== What you need to do ==
A faithful copy of all the data is the goal; omit the pictures.
**** Data for processing
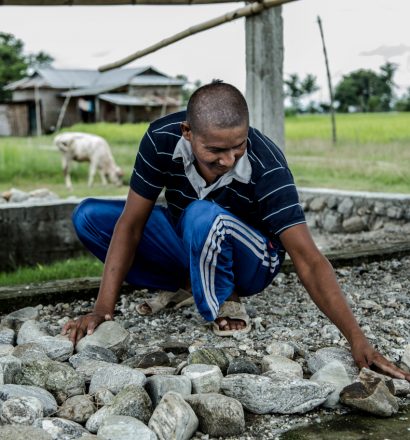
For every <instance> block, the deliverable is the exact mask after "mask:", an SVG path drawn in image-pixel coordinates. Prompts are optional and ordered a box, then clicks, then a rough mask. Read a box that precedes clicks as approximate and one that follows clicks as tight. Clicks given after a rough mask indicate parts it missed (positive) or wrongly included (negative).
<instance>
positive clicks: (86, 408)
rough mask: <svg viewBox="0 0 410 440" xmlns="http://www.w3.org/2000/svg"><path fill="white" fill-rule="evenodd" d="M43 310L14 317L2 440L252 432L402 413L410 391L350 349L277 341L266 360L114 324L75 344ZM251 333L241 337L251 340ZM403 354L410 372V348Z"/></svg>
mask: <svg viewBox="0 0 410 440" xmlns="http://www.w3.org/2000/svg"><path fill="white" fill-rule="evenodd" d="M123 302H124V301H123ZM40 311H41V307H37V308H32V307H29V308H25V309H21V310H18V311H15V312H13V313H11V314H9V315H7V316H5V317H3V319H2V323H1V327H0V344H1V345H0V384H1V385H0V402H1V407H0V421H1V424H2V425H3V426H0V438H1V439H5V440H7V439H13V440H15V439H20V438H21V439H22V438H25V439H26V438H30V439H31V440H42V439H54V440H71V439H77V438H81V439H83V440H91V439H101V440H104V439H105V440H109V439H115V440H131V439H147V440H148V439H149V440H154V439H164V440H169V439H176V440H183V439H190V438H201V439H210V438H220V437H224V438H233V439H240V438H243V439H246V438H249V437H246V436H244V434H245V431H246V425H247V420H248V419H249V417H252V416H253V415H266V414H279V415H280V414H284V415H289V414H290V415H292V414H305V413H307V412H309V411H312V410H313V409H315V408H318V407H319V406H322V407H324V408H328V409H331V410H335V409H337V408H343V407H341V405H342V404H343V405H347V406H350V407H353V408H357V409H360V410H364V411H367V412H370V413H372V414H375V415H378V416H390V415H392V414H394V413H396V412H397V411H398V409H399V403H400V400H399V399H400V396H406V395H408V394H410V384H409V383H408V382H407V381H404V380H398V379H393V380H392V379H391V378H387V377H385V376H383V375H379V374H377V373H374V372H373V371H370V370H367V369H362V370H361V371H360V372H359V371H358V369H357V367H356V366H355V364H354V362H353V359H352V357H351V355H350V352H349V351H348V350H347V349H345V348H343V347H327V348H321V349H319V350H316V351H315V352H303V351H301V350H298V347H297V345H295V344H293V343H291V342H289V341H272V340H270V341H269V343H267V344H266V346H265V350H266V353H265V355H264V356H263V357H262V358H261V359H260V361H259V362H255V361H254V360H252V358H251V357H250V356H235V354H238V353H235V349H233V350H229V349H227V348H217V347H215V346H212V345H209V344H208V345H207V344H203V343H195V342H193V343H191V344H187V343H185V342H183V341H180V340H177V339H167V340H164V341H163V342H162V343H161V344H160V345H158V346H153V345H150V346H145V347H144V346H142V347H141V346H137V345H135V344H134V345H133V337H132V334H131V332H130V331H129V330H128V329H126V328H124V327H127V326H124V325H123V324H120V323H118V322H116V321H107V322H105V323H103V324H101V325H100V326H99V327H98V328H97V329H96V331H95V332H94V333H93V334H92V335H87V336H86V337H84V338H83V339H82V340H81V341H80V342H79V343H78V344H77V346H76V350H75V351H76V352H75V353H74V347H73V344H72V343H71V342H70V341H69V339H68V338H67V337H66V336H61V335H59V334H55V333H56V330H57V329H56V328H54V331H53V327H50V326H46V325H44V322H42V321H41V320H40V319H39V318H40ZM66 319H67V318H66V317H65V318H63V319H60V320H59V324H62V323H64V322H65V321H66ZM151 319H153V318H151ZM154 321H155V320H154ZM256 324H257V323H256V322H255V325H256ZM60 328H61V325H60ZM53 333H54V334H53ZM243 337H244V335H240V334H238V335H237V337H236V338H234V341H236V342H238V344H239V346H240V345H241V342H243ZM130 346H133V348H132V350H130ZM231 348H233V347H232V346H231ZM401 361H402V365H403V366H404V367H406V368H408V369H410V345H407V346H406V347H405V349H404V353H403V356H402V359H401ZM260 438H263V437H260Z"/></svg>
********
== Task response ==
For every <instance> block, the deliverable is the exact mask after "mask:", an SVG path drawn in image-pixel coordinates. Prompts are optional and ordered a box, then clicks, then a rough mask. Read a box that precedes clicks as approximate and one that follows clicks as tight. Clicks given after a rough mask indicate parts it missed (positive) or wrongly included (negative).
<instance>
positive clicks: (86, 408)
rough mask: <svg viewBox="0 0 410 440" xmlns="http://www.w3.org/2000/svg"><path fill="white" fill-rule="evenodd" d="M43 310L14 317L2 440L252 432L402 413L410 391L350 349L277 341L266 360L114 324L75 344ZM251 333L241 337L251 340ZM403 354L410 372V348Z"/></svg>
mask: <svg viewBox="0 0 410 440" xmlns="http://www.w3.org/2000/svg"><path fill="white" fill-rule="evenodd" d="M123 302H124V301H123ZM40 311H41V307H37V308H32V307H29V308H25V309H21V310H18V311H15V312H13V313H11V314H9V315H7V316H5V317H3V319H2V323H1V327H0V344H1V345H0V384H1V385H0V402H1V407H0V421H1V424H2V425H3V426H0V438H1V439H5V440H7V439H13V440H15V439H20V438H21V439H22V438H25V439H26V438H30V439H31V440H42V439H54V440H71V439H77V438H81V439H83V440H91V439H101V440H104V439H105V440H109V439H115V440H131V439H147V440H148V439H149V440H154V439H164V440H169V439H176V440H183V439H190V438H201V439H210V438H220V437H224V438H233V439H240V438H243V439H246V438H249V437H246V436H244V434H245V431H246V425H247V420H248V419H249V417H252V416H253V415H266V414H279V415H280V414H284V415H289V414H290V415H292V414H305V413H307V412H309V411H312V410H313V409H315V408H318V407H319V406H322V407H324V408H328V409H331V410H335V409H337V408H343V407H341V405H342V404H343V405H347V406H350V407H353V408H357V409H360V410H364V411H367V412H370V413H372V414H375V415H378V416H390V415H392V414H394V413H396V412H397V411H398V409H399V403H400V400H399V399H400V396H406V395H408V394H410V384H409V383H408V382H407V381H404V380H398V379H393V380H392V379H391V378H387V377H385V376H383V375H379V374H377V373H374V372H373V371H370V370H367V369H362V370H361V371H360V372H359V371H358V369H357V367H356V366H355V364H354V362H353V359H352V357H351V355H350V352H349V351H348V350H347V349H345V348H343V347H327V348H321V349H319V350H316V351H315V352H303V351H301V350H298V347H297V345H295V344H293V343H291V342H289V341H272V340H270V341H269V343H267V344H266V346H265V350H266V353H265V355H264V356H263V357H262V358H261V359H260V361H259V362H255V361H254V360H252V358H251V357H250V356H235V354H238V353H235V349H233V350H229V349H227V348H217V347H215V346H212V345H209V344H208V345H207V344H203V343H195V342H193V343H191V344H187V343H185V342H183V341H180V340H177V339H167V340H164V341H163V342H162V343H161V344H160V345H158V346H153V345H150V346H145V347H144V346H142V347H141V346H137V345H135V344H134V345H133V337H132V334H131V332H130V331H129V330H128V329H126V328H124V327H127V326H124V325H123V324H120V323H118V322H116V321H107V322H105V323H103V324H101V325H100V326H99V327H98V328H97V329H96V331H95V332H94V333H93V334H92V335H87V336H86V337H84V338H83V339H82V340H81V341H80V342H79V343H78V344H77V346H76V350H75V351H76V352H75V353H74V347H73V344H72V343H71V342H70V341H69V339H68V338H67V337H66V336H61V335H59V334H55V333H56V330H57V329H56V328H54V331H53V327H50V326H46V325H44V322H42V321H41V320H40V319H39V318H40ZM66 319H67V318H66V317H65V318H63V319H60V320H59V324H62V323H64V322H65V321H66ZM151 319H153V318H151ZM154 321H155V320H154ZM256 324H257V323H256V322H255V325H256ZM60 328H61V325H60ZM53 333H54V334H53ZM243 337H244V335H240V334H238V335H237V337H236V338H234V341H236V342H238V344H239V346H240V345H241V342H243ZM130 346H133V348H132V350H130ZM231 348H233V347H232V346H231ZM401 361H402V365H403V366H404V367H406V368H408V369H410V345H407V346H406V347H405V349H404V353H403V356H402V359H401ZM260 438H263V437H260Z"/></svg>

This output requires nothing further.